Source document.
* begin *
Asynchronous JavaScript
Outcomes
- Understand and use command line options.
- Understand and use callbacks to produce asynchronous code.
- Understand the JSON data format and know how to convert between it and JavaScript objects.
- Understand Screen Scraping
IO is Expensive
Waiting for IO to complete is big waste of resources Three solutions: synchronous processes Apache threads Node
NodeJS Threading Model
NodeJS runs in a single thread JavaScript supports lambda / callbacks Callbacks run in their own threads After callback thread is destroyed
Using Request.
Main methods correspond to HTTP verbs:
request.get(url, callback)
request.put(url, data, callback)
request.post(url, data, callback)
request.del(url, callback)
Be careful, because callbacks are asynchronous
Callbacks
A callback (higher-order) function
Passed around like a variable
a function that is passed to another function as a parameter
the callback function is called (or executed) inside the other Function.
When we pass a callback function as an argument to another function, we are only passing the function definition.
The containing function has the callback function in its parameter as a function definition
The function is not executed in the parameter.
It can execute the callback anytime.
Callbacks are important!
NodeJS runs in a single threaded event loop.
If a long-running operation occurs, the process stops "blocks" until the event has finished.
To prevent blocking operations any long running activities are run in callbacks.
The callback is a function that should be run after the operation is complete.
While it is processing, control is passed back to the main event loop.
Simple GET request with callback:
'use strict'
const request = require('request')
request.get( 'http://api.fixer.io/latest?symbols=GBP', (err, res, body) => {
if (err) {
console.log('could not complete request')
}
console.log(body)
})
Data Exchange Formats
RESTful APIs send data across the Internet
Needs to be transmitted as text (ASCII/UniCode)
Needs to communicate both the data and its structure.
- Variables
- Objects
- Arrays
Common data exchange formats
- XML (Extensible Markup Language)
- JSON (JavaScript Object Notation)
- YAML (Yet Another Markup Language)
- CSV (Comma-Separated Values)
* end *
Instructions for the task. Summarize the asynchronous JavaScript notes above in two sentences.

Given data.
* begin *
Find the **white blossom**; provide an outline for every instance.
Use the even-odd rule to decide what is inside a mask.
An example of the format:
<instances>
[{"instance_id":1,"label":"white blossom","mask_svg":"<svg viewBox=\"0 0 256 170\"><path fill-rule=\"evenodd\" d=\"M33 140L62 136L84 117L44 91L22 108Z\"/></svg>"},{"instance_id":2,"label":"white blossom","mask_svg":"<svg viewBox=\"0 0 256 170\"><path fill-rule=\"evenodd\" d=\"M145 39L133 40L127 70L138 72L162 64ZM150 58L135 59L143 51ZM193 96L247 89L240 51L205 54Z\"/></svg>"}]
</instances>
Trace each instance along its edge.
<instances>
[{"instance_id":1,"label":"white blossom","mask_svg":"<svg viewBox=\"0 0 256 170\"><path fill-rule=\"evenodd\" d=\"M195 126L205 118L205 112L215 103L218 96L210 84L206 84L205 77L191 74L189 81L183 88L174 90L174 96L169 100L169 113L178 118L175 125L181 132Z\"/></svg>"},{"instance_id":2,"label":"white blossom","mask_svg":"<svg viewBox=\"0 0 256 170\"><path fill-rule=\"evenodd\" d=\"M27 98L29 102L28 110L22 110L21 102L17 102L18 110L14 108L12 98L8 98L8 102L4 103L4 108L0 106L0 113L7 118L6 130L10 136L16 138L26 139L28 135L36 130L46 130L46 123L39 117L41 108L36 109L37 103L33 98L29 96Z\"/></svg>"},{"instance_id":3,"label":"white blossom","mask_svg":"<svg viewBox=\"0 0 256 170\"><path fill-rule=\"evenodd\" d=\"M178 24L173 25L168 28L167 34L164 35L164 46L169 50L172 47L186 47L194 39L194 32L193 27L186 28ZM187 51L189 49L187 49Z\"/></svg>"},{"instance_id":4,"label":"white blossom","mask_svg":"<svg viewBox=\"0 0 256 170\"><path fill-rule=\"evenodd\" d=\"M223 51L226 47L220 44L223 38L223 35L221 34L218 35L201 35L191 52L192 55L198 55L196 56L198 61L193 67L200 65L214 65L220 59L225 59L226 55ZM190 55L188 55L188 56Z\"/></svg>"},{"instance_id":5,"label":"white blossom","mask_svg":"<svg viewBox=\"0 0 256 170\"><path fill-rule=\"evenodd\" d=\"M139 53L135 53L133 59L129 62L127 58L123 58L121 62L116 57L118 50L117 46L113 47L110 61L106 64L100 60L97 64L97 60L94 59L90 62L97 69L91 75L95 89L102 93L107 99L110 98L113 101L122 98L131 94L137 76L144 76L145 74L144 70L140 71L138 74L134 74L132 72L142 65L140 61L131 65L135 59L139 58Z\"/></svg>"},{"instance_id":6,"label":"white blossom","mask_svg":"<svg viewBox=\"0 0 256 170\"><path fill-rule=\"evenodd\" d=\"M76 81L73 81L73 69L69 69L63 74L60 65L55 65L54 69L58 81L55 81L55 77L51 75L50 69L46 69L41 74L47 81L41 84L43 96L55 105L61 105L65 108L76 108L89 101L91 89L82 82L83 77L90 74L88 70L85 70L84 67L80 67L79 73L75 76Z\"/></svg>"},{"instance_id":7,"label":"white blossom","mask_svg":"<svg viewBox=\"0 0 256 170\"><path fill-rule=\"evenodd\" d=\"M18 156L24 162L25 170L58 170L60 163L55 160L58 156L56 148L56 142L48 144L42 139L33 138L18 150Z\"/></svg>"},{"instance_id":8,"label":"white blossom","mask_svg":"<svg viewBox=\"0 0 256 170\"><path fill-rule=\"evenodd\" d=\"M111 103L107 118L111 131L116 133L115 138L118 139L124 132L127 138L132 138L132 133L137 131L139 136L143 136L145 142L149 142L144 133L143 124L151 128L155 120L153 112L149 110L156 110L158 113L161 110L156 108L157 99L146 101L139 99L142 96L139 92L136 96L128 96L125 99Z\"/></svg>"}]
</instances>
* end *
Final result. NodeJS runs in a single-threaded event loop, so long-running activities are run in callbacks, which are functions passed to another function as a parameter and executed inside it, while control passes back to the main event loop. The notes also show that the Request module's main methods correspond to HTTP verbs, give a simple GET request with a callback, and list XML, JSON, YAML, and CSV as common data exchange formats for RESTful APIs.